__EXPLORE THE MATERIAL__.
• A. Rewrite the Panel2Patch results text, beginning at the words "Alternating Training (Cross-depth" and stopping after "the supervision granularity.". Swap "Collapses" for "Fails".
• B. Answer these questions using the Panel2Patch results text:
(i) What data count is listed for BMC-CLIP?
(ii) What Box-Text I2T R@10 score does Panel2Patch (Full) reach?
(iii) What note is given for the Multi -> Single setting in alternating training?

__SOURCE TEXT__.
Zero-shot classification (averaging over six biomedical specialties) shows that Ours with 400K pairs outperforms models trained on \(\ge 10\times\) more data:

Model	Data Count	Avg.
BiomedCLIP	15M	41.93
BMC-CLIP	24M	47.85
BMC-LongCLIP	1M	48.18
Ours	400K	50.25

Ablation Study¶

Impact of Supervision Levels (Retrieval R@10):

Config	Single Panel I2T R@10	Box-Text I2T R@10	Note
Single Panel Only	77.61	23.66	Lacks region supervision; grounding drops significantly
Region Only	73.37	25.65	Lacks panel data; panel-level semantics lost
Panel2Patch (Full)	79.90	27.73	Levels are complementary; highest performance

Alternating Training (Cross-depth retrieval R@10):

Train -> Test	I2T R@10	Note
Multi -> Multi	29.35	Good on multi-panel
Multi -> Single	8.14	Collapses on fine scale
Single -> Single	15.36	Decent on single panel
Ours -> Single	14.79	Approaches single-only performance
Ours -> Multi	29.59	Multi-panel performance maintained

Key Findings¶

Quality Outweighs Quantity: Using 400K pairs outperforms models like BMC-CLIP (24M) in zero-shot classification without changing the learning objective—merely upgrading the supervision granularity.

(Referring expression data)
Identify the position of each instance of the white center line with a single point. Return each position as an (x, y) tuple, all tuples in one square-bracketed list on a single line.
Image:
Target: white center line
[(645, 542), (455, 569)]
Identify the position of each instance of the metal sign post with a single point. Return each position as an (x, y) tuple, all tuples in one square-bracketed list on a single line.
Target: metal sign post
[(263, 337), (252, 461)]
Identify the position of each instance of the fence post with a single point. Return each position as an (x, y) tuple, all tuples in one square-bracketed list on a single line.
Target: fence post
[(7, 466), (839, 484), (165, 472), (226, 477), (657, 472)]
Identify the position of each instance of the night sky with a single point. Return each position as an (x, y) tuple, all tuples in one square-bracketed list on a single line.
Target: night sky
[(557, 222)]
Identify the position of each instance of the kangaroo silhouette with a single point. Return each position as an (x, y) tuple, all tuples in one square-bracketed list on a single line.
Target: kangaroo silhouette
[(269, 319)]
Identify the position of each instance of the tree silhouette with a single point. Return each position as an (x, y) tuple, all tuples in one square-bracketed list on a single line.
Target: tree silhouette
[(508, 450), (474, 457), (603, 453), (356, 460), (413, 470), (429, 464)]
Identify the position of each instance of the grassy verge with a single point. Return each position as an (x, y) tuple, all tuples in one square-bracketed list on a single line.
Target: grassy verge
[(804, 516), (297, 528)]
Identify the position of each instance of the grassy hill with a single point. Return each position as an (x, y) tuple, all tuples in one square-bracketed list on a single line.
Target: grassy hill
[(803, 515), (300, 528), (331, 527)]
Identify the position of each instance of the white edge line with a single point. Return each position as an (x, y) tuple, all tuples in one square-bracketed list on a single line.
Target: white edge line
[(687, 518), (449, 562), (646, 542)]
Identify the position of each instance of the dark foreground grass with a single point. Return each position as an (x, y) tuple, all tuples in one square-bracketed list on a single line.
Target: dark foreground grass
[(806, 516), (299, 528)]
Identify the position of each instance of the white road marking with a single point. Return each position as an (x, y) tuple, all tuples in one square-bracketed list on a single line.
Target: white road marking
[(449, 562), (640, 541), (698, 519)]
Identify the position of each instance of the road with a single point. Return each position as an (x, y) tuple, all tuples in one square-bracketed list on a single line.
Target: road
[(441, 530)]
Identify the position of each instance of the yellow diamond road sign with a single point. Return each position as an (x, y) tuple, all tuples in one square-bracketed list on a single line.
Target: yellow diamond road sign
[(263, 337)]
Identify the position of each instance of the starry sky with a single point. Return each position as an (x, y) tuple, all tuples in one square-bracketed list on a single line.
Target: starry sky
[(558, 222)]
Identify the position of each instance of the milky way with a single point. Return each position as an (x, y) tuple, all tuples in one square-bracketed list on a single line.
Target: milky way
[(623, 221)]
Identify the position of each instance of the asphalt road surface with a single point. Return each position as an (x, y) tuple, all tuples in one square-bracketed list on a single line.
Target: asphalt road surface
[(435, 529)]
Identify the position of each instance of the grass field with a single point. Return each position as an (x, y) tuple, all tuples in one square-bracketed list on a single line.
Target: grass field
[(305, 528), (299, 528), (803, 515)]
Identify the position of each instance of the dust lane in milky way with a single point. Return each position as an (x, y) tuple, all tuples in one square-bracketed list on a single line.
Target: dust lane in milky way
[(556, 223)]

__RESPONSES FOR EACH TASK__.
• A.
Alternating Training (Cross-depth retrieval R@10):

Train -> Test	I2T R@10	Note
Multi -> Multi	29.35	Good on multi-panel
Multi -> Single	8.14	Fails on fine scale
Single -> Single	15.36	Decent on single panel
Ours -> Single	14.79	Approaches single-only performance
Ours -> Multi	29.59	Multi-panel performance maintained

Key Findings¶

Quality Outweighs Quantity: Using 400K pairs outperforms models like BMC-CLIP (24M) in zero-shot classification without changing the learning objective—merely upgrading the supervision granularity.

• B.
(i) 24M
(ii) 27.73
(iii) Collapses on fine scale